Un autre éco-organisme semble aussi vouloir réorienter sa stratégie vers la valorisation locale. Cyclevia , qui a été agréé en mars 2022, se substitue à l'Ademe qui assumait depuis 2012 la responsabilité de la filière des huiles et lubrifiants usagés dans les DROM. Conformément à la loi Agec, Cyclevia doit élaborer sur chaque territoire des plans de rattrapage en trois ans. Surtout, conformément au cahier des charges défini par arrêté du 27 octobre 2021, l'éco-organisme doit réaliser dans les trois ans de son agrément une étude sur des solutions de traitement local des huiles usagées dans les territoires d'outre-mer. Il faudra suivre les conclusions de cette étude et les suites concrètes.

Le recyclage du verre est très probablement la filière locale la plus mature dans les outre-mer 97 ( * ) . La phase industrielle est désormais aboutie. À La Réunion par exemple, la société STS 98 ( * ) traitera la totalité du gisement collecté 99 ( * ) par le syndicat Ileva (60 % de la population) pour fabriquer de la poudre de verre pour le béton ou du sable de filtration. Un projet similaire couvrira les besoins de l'autre partie de l'île.

Toujours à La Réunion, plusieurs unités de valorisation matière ont vu le jour :

- pneumatiques usagés (en chip's et granulats avec utilisation en local) ;

- plâtre (utilisation en substitut d'importation du gypse) ;

- déchets du BTP (utilisation locale) ;

- prochainement ouverture d'une unité de traitement des batteries au plomb et unité de valorisation des cartons (pulpe de pâte à papier)...

Même les territoires les plus petits commencent à monter des projets locaux. Ainsi à Wallis-et-Futuna , un projet-pilote de valorisation des déchets métalliques a été proposé par le Service Territorial de l'Environnement (STE) et sélectionné par le projet SWAP. Le projet SWAP est un projet régional financé par l'AFD à hauteur de 3 millions d'euros et mis en oeuvre dans le cadre du Programme Régional Océanien pour l'Environnement (PROE) qui couvre 7 pays et territoires du Pacifique : Fidji, Polynésie française, Samoa, îles Salomon, Tonga, Vanuatu et Wallis-et-Futuna.

····················

→ EXERCICE PROPOSÉ A
Dressez la liste de toutes les lignes ci-dessous qui contiennent la chaîne "shirt".
→ EXERCICE PROPOSÉ B
Poursuivez le texte ci-dessus sur la valorisation locale des déchets dans les outre-mer en reprenant juste après sa dernière phrase.

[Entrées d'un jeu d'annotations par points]
····················

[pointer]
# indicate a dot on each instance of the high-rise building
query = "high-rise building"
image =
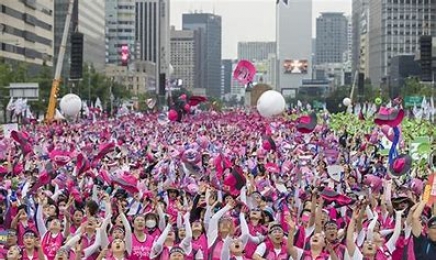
(152, 33)
(120, 29)
(209, 30)
(185, 57)
(88, 18)
(92, 25)
(255, 51)
(394, 29)
(294, 44)
(26, 32)
(331, 38)
(359, 23)
(227, 71)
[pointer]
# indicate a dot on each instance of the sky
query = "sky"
(247, 20)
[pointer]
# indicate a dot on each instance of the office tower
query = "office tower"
(359, 23)
(91, 22)
(152, 34)
(26, 32)
(88, 18)
(120, 29)
(255, 51)
(185, 57)
(394, 29)
(208, 26)
(227, 71)
(294, 44)
(331, 38)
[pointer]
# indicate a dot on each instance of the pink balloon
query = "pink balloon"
(172, 115)
(187, 108)
(388, 132)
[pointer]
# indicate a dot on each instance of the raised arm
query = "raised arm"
(128, 230)
(416, 219)
(212, 232)
(292, 250)
(397, 231)
(185, 244)
(158, 245)
(351, 245)
(42, 229)
(87, 252)
(225, 253)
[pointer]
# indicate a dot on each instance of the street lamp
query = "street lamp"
(89, 85)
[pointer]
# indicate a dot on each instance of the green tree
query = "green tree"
(414, 87)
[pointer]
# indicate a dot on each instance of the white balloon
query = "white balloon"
(70, 105)
(346, 102)
(271, 103)
(171, 69)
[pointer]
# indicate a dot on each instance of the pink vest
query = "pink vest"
(400, 246)
(300, 240)
(141, 250)
(86, 242)
(270, 253)
(50, 245)
(383, 254)
(215, 250)
(250, 248)
(34, 256)
(22, 229)
(339, 250)
(307, 255)
(165, 253)
(199, 244)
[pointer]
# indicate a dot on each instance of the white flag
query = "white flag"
(98, 104)
(10, 106)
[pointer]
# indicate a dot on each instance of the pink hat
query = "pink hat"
(82, 164)
(61, 158)
(127, 182)
(389, 116)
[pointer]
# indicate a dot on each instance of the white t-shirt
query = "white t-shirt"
(356, 256)
(261, 249)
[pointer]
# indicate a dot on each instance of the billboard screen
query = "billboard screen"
(295, 66)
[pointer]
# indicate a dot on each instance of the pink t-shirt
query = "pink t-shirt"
(141, 250)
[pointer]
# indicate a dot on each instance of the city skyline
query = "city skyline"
(235, 31)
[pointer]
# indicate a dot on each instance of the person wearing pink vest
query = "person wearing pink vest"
(233, 248)
(219, 227)
(199, 241)
(14, 253)
(117, 251)
(141, 242)
(167, 240)
(52, 238)
(317, 246)
(275, 246)
(32, 248)
(257, 232)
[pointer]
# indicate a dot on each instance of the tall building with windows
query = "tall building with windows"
(185, 57)
(294, 44)
(120, 29)
(91, 22)
(331, 38)
(255, 51)
(208, 27)
(26, 32)
(359, 24)
(394, 29)
(88, 17)
(152, 34)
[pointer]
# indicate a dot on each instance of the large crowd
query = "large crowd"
(215, 186)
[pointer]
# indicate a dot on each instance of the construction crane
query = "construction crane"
(51, 110)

····················

→ RÉSULTAT A
# indicate a dot on each instance of the white t-shirt
query = "white t-shirt"
# indicate a dot on each instance of the pink t-shirt
query = "pink t-shirt"

→ RÉSULTAT B
Ce projet-pilote de valorisation des déchets métalliques consiste à produire localement des lingots de métaux, mieux valorisés pour l'exportation, en capitalisant sur le dispositif de l'écotaxe (voir I.C.5.c)).

b) Structurer et soutenir impérativement les solutions locales

Un mouvement fort est en train d'émerger dans les outre-mer autour d'une multitude de projets.

L'Ademe, l'AFD, les collectivités et certains éco-organismes soutiennent ces projets dans leur phase de conception et de démarrage. Les crédits sont là .

Quelques propositions pourraient être de nature à accélérer le passage à la phase industrielle, afin de traiter des gisements entiers, comme celui du verre à La Réunion pour prendre cet exemple.

En premier lieu, de nombreux projets similaires émergent dans plusieurs outre-mer, sans que des collaborations ou partages d'expérience s'organisent. Par exemple, les projets-pilotes Ulalusa à Mayotte et SWAP à Wallis-et-Futuna, qui consistent à fondre les métaux pour les valoriser sous forme de lingots à l'exportation, ont certainement beaucoup de choses en commun.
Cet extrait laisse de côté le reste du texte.